THE PROBLEM ::
Rewrite the records from the line that contains "TARGET = dark round tray" through the end of the records, changing "dot" to "marker" and keeping everything else the same. Leave the pictures out of your answer.

DATA IN THIS EXERCISE ::
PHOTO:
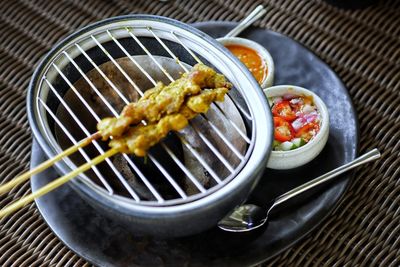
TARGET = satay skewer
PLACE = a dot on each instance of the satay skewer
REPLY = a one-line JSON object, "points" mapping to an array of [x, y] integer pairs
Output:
{"points": [[56, 183], [48, 163]]}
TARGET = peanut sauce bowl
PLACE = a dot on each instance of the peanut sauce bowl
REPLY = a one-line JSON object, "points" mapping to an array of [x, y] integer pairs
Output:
{"points": [[282, 160], [265, 57]]}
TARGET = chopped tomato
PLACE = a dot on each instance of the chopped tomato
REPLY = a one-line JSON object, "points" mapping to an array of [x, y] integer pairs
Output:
{"points": [[283, 130], [284, 110], [307, 131]]}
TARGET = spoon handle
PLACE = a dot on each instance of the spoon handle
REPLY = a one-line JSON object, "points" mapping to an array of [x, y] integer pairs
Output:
{"points": [[250, 19], [367, 157]]}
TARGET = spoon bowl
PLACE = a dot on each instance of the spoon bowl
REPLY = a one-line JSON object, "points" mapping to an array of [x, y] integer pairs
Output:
{"points": [[249, 217]]}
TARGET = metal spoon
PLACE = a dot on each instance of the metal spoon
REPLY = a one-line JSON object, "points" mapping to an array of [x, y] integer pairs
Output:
{"points": [[250, 19], [249, 217]]}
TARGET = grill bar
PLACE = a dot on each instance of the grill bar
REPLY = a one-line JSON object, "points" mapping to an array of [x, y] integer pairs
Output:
{"points": [[248, 116], [75, 142], [220, 134], [95, 143], [207, 142], [97, 118], [191, 149], [155, 161], [133, 33]]}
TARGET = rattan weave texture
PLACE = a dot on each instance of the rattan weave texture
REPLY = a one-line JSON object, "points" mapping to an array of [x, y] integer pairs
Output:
{"points": [[362, 46]]}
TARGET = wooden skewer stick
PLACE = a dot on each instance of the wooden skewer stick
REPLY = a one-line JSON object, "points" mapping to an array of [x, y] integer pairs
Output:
{"points": [[48, 163], [56, 183]]}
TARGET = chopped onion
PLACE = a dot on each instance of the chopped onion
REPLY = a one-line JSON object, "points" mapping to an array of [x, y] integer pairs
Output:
{"points": [[298, 123], [295, 101], [308, 109], [289, 96], [310, 117]]}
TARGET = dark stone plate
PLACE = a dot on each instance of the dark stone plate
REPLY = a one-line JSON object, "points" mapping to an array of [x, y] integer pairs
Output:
{"points": [[105, 243]]}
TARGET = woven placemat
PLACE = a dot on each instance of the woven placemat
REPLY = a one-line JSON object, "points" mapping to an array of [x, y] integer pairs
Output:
{"points": [[362, 46]]}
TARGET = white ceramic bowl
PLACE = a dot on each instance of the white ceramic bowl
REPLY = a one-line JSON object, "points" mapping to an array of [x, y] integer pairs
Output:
{"points": [[264, 54], [294, 158]]}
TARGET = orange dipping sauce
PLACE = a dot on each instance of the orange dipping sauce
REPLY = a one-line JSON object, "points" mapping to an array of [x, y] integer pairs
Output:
{"points": [[251, 59]]}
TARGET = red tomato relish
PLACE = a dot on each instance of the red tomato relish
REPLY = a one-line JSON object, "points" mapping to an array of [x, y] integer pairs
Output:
{"points": [[296, 121]]}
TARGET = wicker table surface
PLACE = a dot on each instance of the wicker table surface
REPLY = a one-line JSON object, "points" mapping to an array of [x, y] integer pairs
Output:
{"points": [[362, 46]]}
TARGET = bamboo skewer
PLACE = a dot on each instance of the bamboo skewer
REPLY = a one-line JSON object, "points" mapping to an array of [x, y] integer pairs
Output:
{"points": [[56, 183], [48, 163]]}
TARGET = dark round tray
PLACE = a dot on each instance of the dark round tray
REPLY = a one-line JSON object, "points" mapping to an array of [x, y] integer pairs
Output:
{"points": [[105, 243]]}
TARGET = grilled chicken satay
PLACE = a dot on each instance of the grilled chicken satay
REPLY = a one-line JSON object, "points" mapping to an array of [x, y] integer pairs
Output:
{"points": [[163, 100], [138, 139]]}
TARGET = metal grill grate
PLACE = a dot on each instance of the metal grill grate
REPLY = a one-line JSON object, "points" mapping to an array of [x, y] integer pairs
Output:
{"points": [[225, 133]]}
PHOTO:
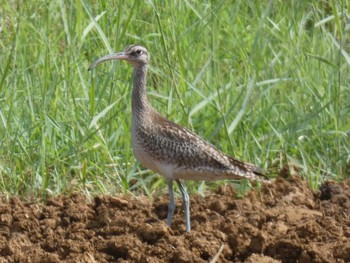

RESPONSE ::
TARGET = dark round tray
PLACE = a marker on each instance of the dark round tray
REPLY = a one-line JSON object, "points" mapping to an array of [x, y] integer pairs
Output:
{"points": [[105, 243]]}
TARGET = grilled chicken satay
PLACE = a marker on each instance of the grilled chicken satay
REPLY = a one-line JSON object, "points" mapping to an array of [x, y] integer pairs
Output:
{"points": [[163, 100], [138, 139]]}
TARGET = metal grill grate
PLACE = a marker on each instance of the metal grill grate
REPLY = a one-line JSON object, "points" mapping to an array of [x, y] integer pairs
Output:
{"points": [[225, 133]]}
PHOTO:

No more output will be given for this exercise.